─── Information given
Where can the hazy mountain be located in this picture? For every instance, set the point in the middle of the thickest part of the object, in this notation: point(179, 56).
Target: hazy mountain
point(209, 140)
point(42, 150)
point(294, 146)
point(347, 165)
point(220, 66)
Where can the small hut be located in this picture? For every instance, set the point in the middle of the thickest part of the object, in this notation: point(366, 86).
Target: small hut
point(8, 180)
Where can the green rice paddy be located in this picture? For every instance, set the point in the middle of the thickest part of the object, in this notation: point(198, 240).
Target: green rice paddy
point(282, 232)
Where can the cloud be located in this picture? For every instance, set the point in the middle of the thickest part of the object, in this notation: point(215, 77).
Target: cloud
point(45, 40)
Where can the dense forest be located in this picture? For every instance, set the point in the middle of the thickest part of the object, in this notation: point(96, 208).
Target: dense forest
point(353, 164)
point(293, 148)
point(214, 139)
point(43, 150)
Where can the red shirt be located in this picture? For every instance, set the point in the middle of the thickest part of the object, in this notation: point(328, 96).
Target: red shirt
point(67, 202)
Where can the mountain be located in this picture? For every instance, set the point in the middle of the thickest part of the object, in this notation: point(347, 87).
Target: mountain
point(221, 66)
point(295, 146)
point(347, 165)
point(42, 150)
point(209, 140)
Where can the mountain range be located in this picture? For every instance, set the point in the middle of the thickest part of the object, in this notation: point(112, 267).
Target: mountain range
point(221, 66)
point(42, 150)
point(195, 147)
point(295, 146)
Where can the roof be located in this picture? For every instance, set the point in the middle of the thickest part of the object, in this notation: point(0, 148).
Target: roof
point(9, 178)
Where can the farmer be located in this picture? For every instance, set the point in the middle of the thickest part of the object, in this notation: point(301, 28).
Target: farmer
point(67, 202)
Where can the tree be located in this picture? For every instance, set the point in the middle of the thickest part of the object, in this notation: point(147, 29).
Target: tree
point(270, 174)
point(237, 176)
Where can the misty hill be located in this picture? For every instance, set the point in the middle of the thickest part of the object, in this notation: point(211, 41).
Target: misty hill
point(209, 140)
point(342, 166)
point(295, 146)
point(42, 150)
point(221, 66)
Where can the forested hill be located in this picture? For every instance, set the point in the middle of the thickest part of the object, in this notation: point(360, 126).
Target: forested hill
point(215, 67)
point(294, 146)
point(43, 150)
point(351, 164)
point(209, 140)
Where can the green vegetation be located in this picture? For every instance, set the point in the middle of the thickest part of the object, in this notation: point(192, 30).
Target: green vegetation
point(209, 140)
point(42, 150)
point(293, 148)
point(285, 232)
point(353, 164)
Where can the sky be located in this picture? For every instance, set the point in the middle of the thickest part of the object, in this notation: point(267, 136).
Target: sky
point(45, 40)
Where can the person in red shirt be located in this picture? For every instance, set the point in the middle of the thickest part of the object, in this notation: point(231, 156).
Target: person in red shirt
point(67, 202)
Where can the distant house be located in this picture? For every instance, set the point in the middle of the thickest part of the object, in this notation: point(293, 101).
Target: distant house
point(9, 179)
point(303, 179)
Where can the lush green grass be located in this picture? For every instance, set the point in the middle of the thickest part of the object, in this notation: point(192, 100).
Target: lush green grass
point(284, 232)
──────
## [What is required]
Rewrite the rows between the line containing "Where can the red" and the line containing "point(237, 176)", inclusive, and keep every request line. Shift each coordinate in the answer points up by 3, and leave the sample points in the request notation unchanged.

## [Exercise result]
Where can the red shirt be located in this picture? For every instance, set the point in the middle of the thickest part of the object, in this notation: point(328, 96).
Target: red shirt
point(70, 205)
Where can the mountain be located in this picture? For every instance, set the point in the middle of the thickest part of the object, in this notation: point(347, 87).
Target: mountain
point(224, 69)
point(298, 149)
point(350, 168)
point(45, 153)
point(212, 143)
Where can the mountain range be located in this picture? For every instance, set the point in the middle of the thickest part of the object, in this notation: point(112, 267).
Target: mountain range
point(224, 69)
point(45, 153)
point(198, 150)
point(298, 149)
Where can the roof be located in this picture? For every instance, set the point in the middle of the thickest part of the object, in this notation: point(0, 148).
Target: roof
point(12, 181)
Where can the farmer be located in this picture? For every instance, set the point in the middle of the thickest part of the object, in this notation: point(301, 28).
Target: farmer
point(70, 205)
Where can the tree be located in this picture? For every instance, set the point in the middle of the thickest part of the object, in this notation: point(147, 29).
Target: tree
point(273, 177)
point(240, 179)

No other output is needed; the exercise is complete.